→ **WHAT IS EXPECTED**
Keep the images out and copy every entry below exactly.

(Pointing records)
________
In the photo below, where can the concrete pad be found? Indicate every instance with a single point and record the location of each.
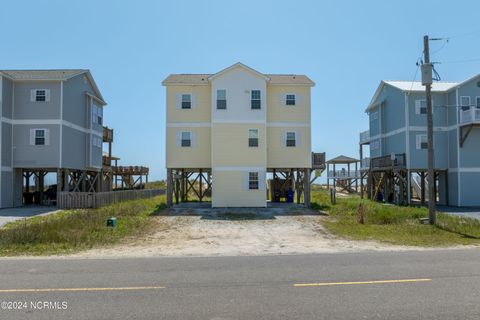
(13, 214)
(470, 212)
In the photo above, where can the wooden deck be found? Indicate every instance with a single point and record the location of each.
(83, 200)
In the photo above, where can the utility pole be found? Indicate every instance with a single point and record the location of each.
(427, 68)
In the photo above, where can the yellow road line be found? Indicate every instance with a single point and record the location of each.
(80, 289)
(325, 284)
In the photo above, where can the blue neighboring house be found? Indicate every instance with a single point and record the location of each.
(398, 129)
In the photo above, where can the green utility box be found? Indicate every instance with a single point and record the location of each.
(112, 222)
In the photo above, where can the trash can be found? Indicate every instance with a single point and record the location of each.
(290, 195)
________
→ **RESPONSE BELOW**
In the photo below, where can the concrete pad be found? Indicate every instance with a single point and record the location of each.
(13, 214)
(470, 212)
In the photo above, where can the wooden deck be found? Indicate every instance with a single point and record the location of each.
(83, 200)
In the photo above, where can the utility pole be found? Indicate every instance with a single point and record the location of each.
(427, 68)
In the photo above, where can the yellow road line be found? Indicate every instance with a single point and record the location of each.
(80, 289)
(325, 284)
In the photo above, where can the blue neighboring house be found? Indicate every instance with a single point and record the location of each.
(398, 129)
In the photo above, where can the green utility box be found? Indicate every instance with a single point and record the location of each.
(112, 222)
In the photo above, where can the trash can be found? Indicate every instance with a single point and record the location of each.
(290, 195)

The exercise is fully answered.